_Supplied text_:
Friday, December 19, 2014

Who is protected by the recent NLRB decision on the use of faculty email?

  Aaron Nisenson, Senior Counsel for the AAUP,
  explained what the recent NLRB decision might
 mean for community college faculty.

        When the five-member National Labor Relations Board announced on Dec. 11 its ruling that significantly expanded the rights of employees to use their employer’s email system for union organizing and other activities, community college teachers were cautiously optimistic. Might the ruling mean we can similarly use faculty email at our public-sector institutions? The short answer is no, according to AAUP Senior Counsel Aaron Nisenson.

        The ruling expands the rights of private sector faculty members to use email for union organizing, explained Aaron Nisenson, AAUP Senior Counsel. In his longer answer, he cautioned community college teachers of all stripes to understand the rules vary widely state to state, and college to college.

        “Folks see a headline and they want to run with it,” said Nisenson. “How it works in each state in the public sector is different and that requires organizers to research the laws in their own states and at their own schools,” he added.

        Even so, he explained, the ruling may yet influence public-sector protocols. “The fact that the NLRB recognizes the appropriate way to communicate in the private sector should inform policy in the public sector, or at least we hope it will,” he said.

            The 2014 NLRB ruling in Purple Communications, Inc., overturns the NLRB’s 2007 ruling in the Register Guard case. The latter allowed companies to ban workers from using email for non-business-related  interactions, including union-related communications. While the new ruling is a major step forward, Nisenson enumerated its limitations:

         “First, since the decision was issued by the National Labor Relations Board, under the statute protecting private sector employees, it only applies to private sector employees. Second, the Board only addressed employee use of work email, and did not extend the protection to cover use by non-employees. Third, the protected use was limited to non-work time, and absent discrimination against the union it does not give the employees right to use the work email during work time. Fourth, the employer may in certain limited circumstances prohibit or limit the use of work email on non-work time. Finally, this ruling will likely be appealed and could be overturned by the Courts.” 

        Nevertheless, the decision recognizes the reality that email is one of the primary ways in which faculty speak to each other in the modern world, said Nisenson. “The ability to use email to communicate is essential to faculty, particularly contingent faculty, who are often dispersed and may not be able to speak directly to each other regularly,” he said.

        The five-member NLRB comprises five presidential appointees, who serve in terms that stagger. Most are labor-law professionals.

_Records taken from a collection_:
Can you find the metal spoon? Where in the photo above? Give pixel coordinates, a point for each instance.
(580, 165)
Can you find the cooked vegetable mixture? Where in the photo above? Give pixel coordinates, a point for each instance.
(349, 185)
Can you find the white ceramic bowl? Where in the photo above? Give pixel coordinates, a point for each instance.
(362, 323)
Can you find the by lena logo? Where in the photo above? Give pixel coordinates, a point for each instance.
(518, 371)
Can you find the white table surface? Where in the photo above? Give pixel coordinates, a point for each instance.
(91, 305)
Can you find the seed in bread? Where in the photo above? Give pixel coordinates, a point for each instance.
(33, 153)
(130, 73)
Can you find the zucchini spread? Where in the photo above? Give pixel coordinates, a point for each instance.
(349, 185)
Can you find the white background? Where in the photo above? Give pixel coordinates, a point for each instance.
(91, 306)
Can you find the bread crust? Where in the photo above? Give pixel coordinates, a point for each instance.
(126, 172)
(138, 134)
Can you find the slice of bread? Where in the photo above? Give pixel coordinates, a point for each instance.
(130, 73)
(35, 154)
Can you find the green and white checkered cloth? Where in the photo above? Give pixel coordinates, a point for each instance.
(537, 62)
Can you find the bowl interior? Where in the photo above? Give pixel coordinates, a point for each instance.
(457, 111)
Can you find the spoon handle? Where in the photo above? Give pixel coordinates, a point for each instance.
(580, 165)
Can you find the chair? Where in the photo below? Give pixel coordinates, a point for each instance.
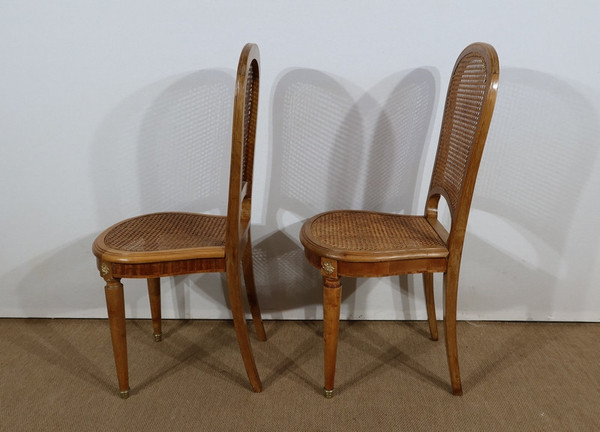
(372, 244)
(167, 244)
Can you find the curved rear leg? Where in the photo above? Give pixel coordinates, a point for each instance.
(251, 291)
(430, 304)
(450, 304)
(241, 328)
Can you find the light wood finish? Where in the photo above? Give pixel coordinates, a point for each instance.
(371, 244)
(167, 244)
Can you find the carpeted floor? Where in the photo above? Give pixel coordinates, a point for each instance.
(58, 375)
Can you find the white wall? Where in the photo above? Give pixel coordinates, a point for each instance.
(111, 109)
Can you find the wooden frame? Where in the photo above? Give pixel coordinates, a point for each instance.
(332, 240)
(119, 255)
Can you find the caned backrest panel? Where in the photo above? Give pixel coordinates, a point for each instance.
(245, 107)
(467, 115)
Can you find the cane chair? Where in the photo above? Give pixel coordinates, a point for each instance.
(372, 244)
(167, 244)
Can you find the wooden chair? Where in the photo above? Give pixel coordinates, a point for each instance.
(168, 244)
(369, 244)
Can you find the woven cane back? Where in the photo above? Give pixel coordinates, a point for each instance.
(245, 111)
(467, 115)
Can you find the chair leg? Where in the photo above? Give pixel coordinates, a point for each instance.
(155, 310)
(115, 304)
(450, 304)
(251, 291)
(430, 303)
(241, 328)
(332, 298)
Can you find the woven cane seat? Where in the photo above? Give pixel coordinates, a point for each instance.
(374, 236)
(173, 233)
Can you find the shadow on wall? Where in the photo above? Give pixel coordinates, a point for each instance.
(540, 155)
(335, 146)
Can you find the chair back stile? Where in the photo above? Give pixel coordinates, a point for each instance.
(245, 112)
(467, 114)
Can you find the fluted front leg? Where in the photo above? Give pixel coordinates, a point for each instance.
(115, 304)
(155, 307)
(430, 304)
(332, 297)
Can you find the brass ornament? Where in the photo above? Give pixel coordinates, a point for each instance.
(328, 268)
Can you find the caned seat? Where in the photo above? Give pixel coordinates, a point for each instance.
(362, 236)
(369, 244)
(175, 243)
(179, 235)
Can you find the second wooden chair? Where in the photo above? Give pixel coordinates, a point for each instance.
(368, 244)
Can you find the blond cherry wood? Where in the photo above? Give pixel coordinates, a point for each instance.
(167, 244)
(372, 244)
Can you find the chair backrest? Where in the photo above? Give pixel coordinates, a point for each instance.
(467, 115)
(245, 108)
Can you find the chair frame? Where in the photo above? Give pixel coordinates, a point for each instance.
(236, 253)
(334, 264)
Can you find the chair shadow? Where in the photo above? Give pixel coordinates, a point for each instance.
(544, 131)
(335, 146)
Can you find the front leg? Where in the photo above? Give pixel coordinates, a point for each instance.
(115, 304)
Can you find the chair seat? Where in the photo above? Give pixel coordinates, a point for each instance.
(363, 236)
(163, 237)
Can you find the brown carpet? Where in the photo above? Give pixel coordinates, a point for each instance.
(58, 375)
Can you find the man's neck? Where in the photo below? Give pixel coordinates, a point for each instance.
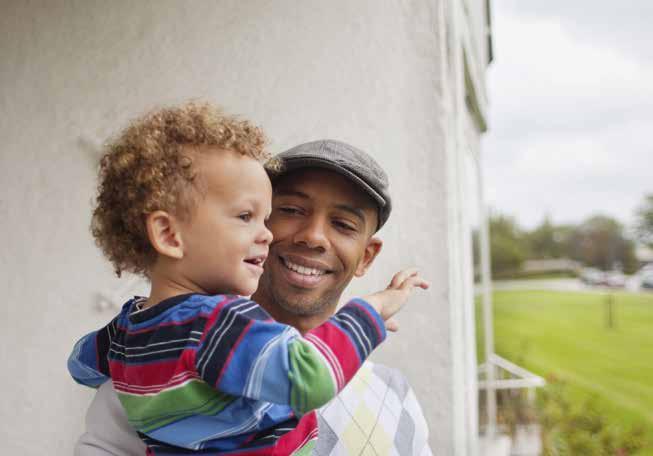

_Request 1_:
Answer these questions about the post on the NLRB email ruling:
(a) On what date did the National Labor Relations Board announce its ruling?
(b) Which 2007 case does the 2014 ruling in Purple Communications, Inc., overturn?
(c) Which faculty does Nisenson say find email particularly essential?
_Request 2_:
Render the listing as a numbered list, from the line with "Can you find the brown" through the end of the listing, leaving out blank lines and pictures.

_Final answer 1_:
(a) Dec. 11
(b) Register Guard
(c) Contingent faculty

_Final answer 2_:
1. Can you find the brown carpet? Where in the photo above? Give pixel coordinates, a point for each instance.
2. (58, 375)
3. Can you find the man's neck? Where in the photo below? Give pixel coordinates, a point for each instance.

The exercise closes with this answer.